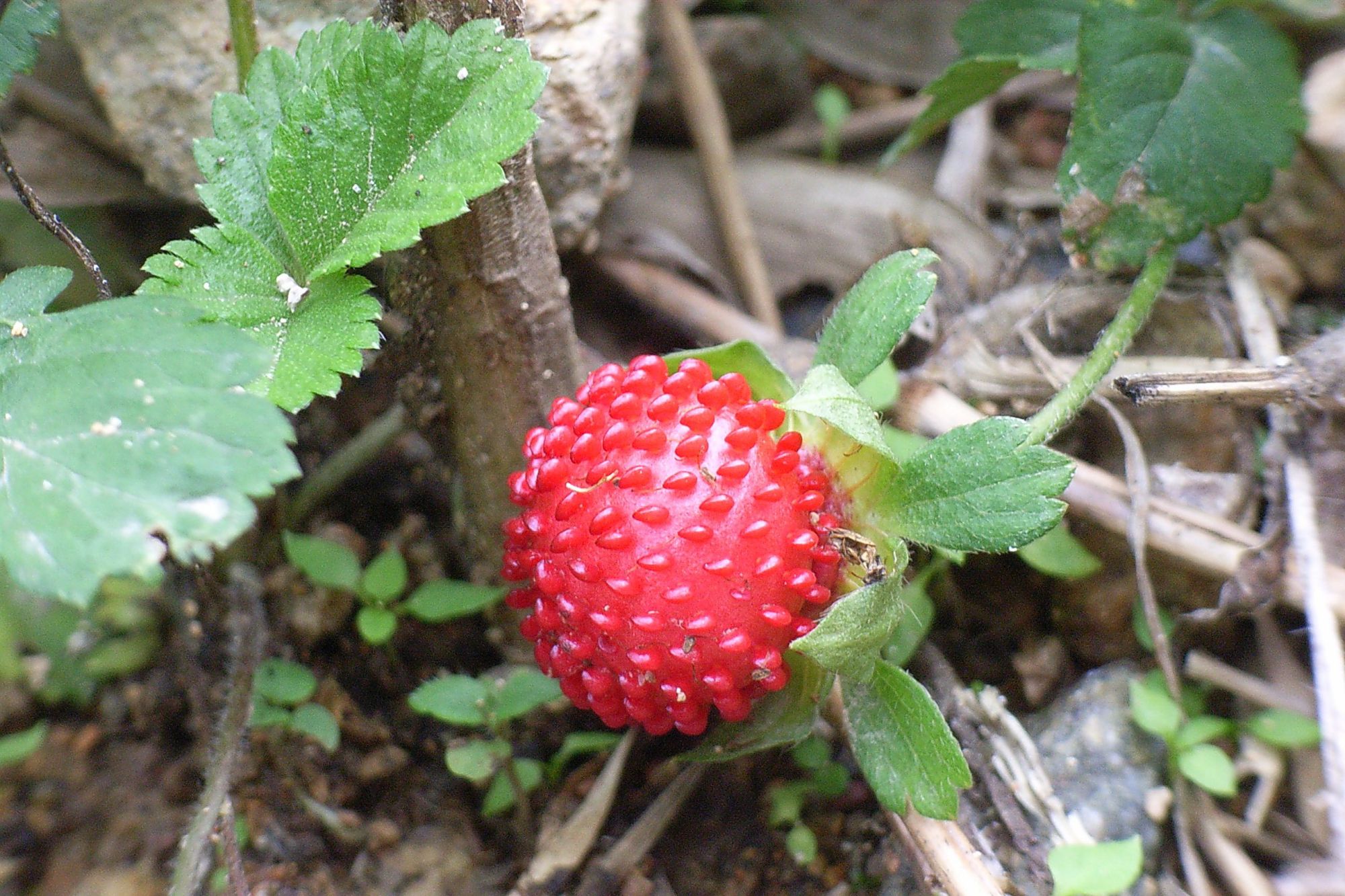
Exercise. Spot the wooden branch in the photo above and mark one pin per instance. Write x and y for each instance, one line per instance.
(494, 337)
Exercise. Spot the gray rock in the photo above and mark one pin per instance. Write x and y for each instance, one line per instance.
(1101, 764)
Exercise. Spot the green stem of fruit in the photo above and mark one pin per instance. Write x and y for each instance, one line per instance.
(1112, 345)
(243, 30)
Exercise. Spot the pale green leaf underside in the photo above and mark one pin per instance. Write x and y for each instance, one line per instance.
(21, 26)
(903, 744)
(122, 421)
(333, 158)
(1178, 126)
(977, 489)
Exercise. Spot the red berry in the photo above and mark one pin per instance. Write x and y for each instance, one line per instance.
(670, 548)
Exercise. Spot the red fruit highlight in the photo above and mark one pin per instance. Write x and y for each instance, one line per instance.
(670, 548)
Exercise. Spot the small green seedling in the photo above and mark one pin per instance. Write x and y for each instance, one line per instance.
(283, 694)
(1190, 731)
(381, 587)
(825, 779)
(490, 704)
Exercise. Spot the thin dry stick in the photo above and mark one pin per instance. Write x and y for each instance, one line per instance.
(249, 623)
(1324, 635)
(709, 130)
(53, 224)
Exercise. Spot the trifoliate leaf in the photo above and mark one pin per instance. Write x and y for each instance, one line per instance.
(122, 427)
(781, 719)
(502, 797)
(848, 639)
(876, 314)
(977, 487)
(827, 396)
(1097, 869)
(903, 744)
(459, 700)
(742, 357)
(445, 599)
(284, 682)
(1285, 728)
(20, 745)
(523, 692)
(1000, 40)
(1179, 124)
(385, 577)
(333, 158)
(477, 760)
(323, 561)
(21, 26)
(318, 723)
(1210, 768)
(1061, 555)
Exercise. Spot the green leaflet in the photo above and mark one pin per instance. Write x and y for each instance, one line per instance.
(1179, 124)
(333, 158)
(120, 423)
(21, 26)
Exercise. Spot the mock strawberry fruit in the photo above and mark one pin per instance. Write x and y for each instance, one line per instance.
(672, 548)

***

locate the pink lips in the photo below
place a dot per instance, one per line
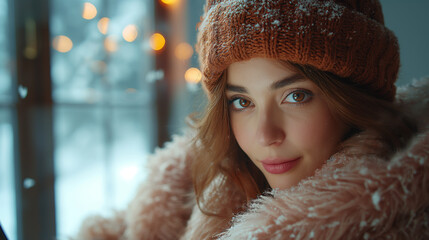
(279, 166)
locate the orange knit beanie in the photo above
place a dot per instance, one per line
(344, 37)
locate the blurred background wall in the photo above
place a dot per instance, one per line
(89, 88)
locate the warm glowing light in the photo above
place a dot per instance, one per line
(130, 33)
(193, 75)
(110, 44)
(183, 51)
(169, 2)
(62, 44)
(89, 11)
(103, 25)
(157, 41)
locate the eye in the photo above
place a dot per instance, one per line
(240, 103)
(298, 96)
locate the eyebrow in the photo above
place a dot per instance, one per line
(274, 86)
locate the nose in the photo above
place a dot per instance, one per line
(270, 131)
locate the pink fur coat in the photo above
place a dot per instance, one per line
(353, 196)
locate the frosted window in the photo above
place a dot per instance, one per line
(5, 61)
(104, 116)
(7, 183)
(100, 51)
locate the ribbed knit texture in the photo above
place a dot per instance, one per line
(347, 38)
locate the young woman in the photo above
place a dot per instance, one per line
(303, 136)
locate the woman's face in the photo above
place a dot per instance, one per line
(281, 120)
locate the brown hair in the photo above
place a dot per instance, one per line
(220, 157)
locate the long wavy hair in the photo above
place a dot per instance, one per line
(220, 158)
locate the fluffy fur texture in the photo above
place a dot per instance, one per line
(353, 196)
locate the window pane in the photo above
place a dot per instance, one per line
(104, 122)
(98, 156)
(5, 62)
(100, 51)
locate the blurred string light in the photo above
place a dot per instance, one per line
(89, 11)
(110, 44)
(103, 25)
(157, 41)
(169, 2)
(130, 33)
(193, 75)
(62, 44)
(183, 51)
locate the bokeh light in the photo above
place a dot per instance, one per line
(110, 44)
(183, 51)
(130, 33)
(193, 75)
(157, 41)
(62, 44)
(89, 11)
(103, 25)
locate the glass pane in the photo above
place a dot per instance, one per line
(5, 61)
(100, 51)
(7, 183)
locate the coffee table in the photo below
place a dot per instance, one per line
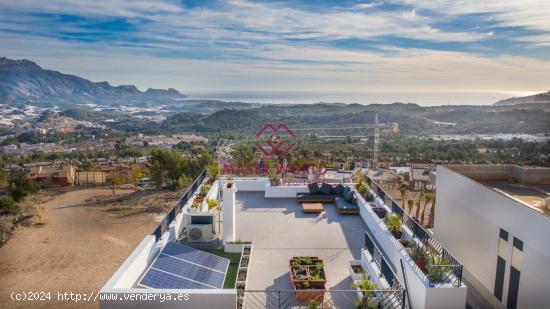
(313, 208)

***

Task details:
Look through the entries above. Copy out every line holding the word "blurred".

Exercise output:
locate the blurred background wall in the photo above
locate the blurred string light in the photo above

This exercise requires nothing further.